We can also model the TSP using the following state information:

- the start node (depot)
- the current node (location)
- the set of unvisited nodes

For the sake of simplicity, let us from now on assume that node 0 is the depot, that is, we do not have to store the depot in the state.

Create a DP-Model for this.

Hint: use either a tuple or a namedtuple




In [25]:
# we assume that the start node is always zero (for the TSP it doesn't actually matter)
class TSPState(NamedTuple):
    idx: int
    unvisited: set

def feasible_decisions_tsp_new(instance: TSPInstance, k: int, tsp_state: TSPState):
    if (k < instance.N-1):
        return list(tsp_state.unvisited)
    else:
        return [0]
    
def transition_function_tsp_new(instance: TSPInstance, k:int, tsp_state: TSPState, neighbor_idx: int):
    if k < instance.N-1:
        return TSPState(neighbor_idx, tsp_state.unvisited - set([neighbor_idx]))
    else:
        assert not tsp_state.unvisited, "Not all nodes have been visited"
        return TSPState(0, tsp_state.unvisited)
    
def cost_function_tsp_new(instance: TSPInstance, k: int, tsp_state: TSPState, neighbor_idx: int):
    return instance.distance_matrix[tsp_state.idx][neighbor_idx]

dp_tsp_new = DP(
    feasible_decisions=feasible_decisions_tsp_new, 
    transition_function=transition_function_tsp_new, 
    cost_function=cost_function_tsp_new, 
    direction="min"

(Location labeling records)
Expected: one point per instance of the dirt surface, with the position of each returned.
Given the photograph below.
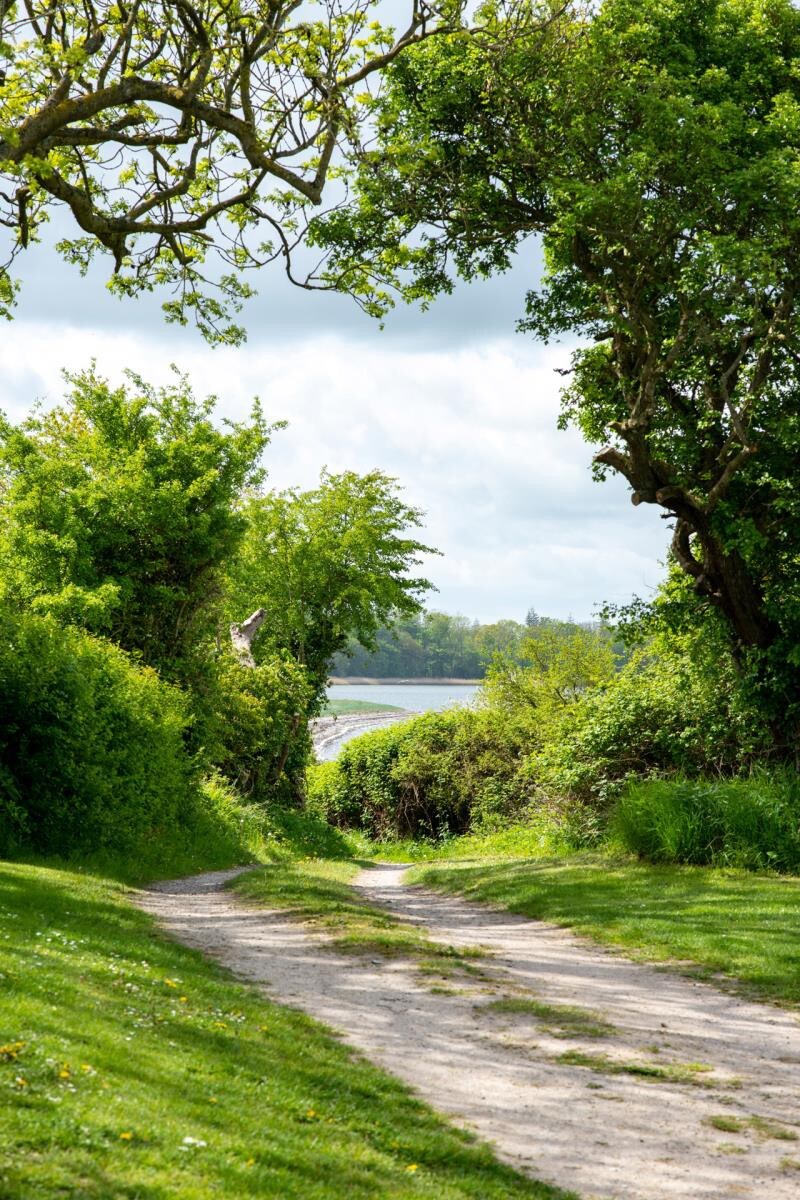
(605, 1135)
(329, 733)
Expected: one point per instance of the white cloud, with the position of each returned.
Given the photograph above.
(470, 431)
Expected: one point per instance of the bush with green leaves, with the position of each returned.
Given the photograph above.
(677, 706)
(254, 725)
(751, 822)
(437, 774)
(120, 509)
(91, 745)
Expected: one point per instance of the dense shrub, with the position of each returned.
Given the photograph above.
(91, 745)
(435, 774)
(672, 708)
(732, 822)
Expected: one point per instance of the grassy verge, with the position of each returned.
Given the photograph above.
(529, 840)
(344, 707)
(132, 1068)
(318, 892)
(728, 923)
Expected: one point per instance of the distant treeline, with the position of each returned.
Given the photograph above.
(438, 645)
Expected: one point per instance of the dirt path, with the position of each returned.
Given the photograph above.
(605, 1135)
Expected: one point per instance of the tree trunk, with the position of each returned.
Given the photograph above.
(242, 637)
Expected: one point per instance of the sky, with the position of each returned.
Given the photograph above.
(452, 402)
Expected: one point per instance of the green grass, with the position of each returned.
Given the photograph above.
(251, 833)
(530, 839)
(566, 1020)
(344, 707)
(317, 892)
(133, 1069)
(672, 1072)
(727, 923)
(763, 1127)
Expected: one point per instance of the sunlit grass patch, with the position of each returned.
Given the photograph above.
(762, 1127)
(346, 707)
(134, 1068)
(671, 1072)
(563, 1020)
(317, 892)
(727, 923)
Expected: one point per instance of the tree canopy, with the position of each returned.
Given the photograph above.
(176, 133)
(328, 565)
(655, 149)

(REQUIRED WORK)
**a.** Answer these questions about the TSP text:
(i) What three pieces of state information does it list for modeling the TSP?
(ii) Which node does it assume is the depot?
(iii) What does feasible_decisions_tsp_new return when k is not less than instance.N-1?
**b.** According to the TSP text, why is the depot not stored in the state?
**c.** Write the next part of the TSP text, picking up right after its last line.

(ANSWERS TO THE EXERCISES)
**a.**
(i) The start node (depot), the current node (location), and the set of unvisited nodes.
(ii) Node 0.
(iii) [0], a list with only node 0.

**b.** For simplicity, the text assumes that node 0 is always the depot, so the depot does not need to be stored in the state. The code comment adds that for the TSP, the start node doesn't actually matter.

**c.**
)

In [26]:
start_state = TSPState(0, set(range(1, tsp_instance.N)))
dp_greedy(dp=dp_tsp_new, instance=tsp_instance, state_start=start_state)[0]

30799

## Exercise: TSP with Time Windows


Let us now consider the TSP-TW in which
- each customer $i$ (witha a node index > 0) is associated with a time window $[a_i, b_i]$ within which they have to be visited
- if we arrive at $i$ before $a_i$, we have to wait at $a_i$
- if we arrive later than $b_i$ at a node $i$, the solution is infeasible




In [27]:
class TSPTW_Instance(NamedTuple):
    distance_matrix : np.array
    a : np.array
    b : np.array
    N : int


def read_tsptw_instance(filename):
    with open(filename) as f:
        values = f.read().split()

    position = 0
    n = int(values[position])
    position += 1
    nodes = list(range(n))
    edges = {}
    for i in range(n):
        for j in range(n):
            if i != j:
                try:
                    edges[i, j] = int(values[position])
                except ValueError:
                    edges[i, j] = float(values[position])
            position += 1
    a = {}
    b = {}
    for i in range(n):
        try:
            a[i] = int(values[position])
        except ValueError:
            a[i] = float(values[position])
        position += 1
        try:
            b[i] = int(values[position])
        except ValueError:
            b[i] = float(values[position])
        position += 1
        
    distance_matrix = [
        [edges[i, j] if (i, j) in edges else 0 for j in nodes] for i in nodes
    ]

    return TSPTW_Instance(distance_matrix, list(a.values()), list(b.values()), n)

In [28]:
# Number of locations
n = 4
# Ready time
a = [0, 5, 0, 8]
# Due time
b = [100, 16, 10, 14]
# Travel time
c = [
    [0, 3, 4, 5],
    [3, 0, 5, 4],
    [4, 5, 0, 3],
    [5, 4, 3, 0],
]

tsptw_instance_tiny = TSPTW_Instance(c,a,b,n)

filename = "./../problems/tsptw/Dumas/n80w60.001.txt"
tsptw_instance = read_tsptw_instance(filename)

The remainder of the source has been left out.